Records from a point-labeling set:

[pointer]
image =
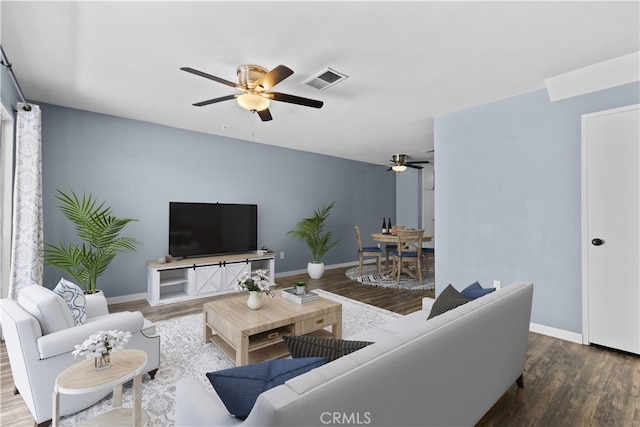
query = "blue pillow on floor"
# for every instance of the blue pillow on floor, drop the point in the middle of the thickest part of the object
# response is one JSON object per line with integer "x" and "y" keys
{"x": 239, "y": 387}
{"x": 474, "y": 291}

▶ **STATED TASK**: Reproduce every line of the records, requests included, raising each x and y coordinate in the answers by 39. Leave the pictures out.

▶ **RESULT OF THE EXERCISE**:
[pointer]
image =
query = "blue pillow on floor"
# for every instance of the blue pillow on floor, drop the point in the middle of the thickest part of the object
# response is one JSON object per line with integer "x" and "y" keys
{"x": 278, "y": 426}
{"x": 513, "y": 330}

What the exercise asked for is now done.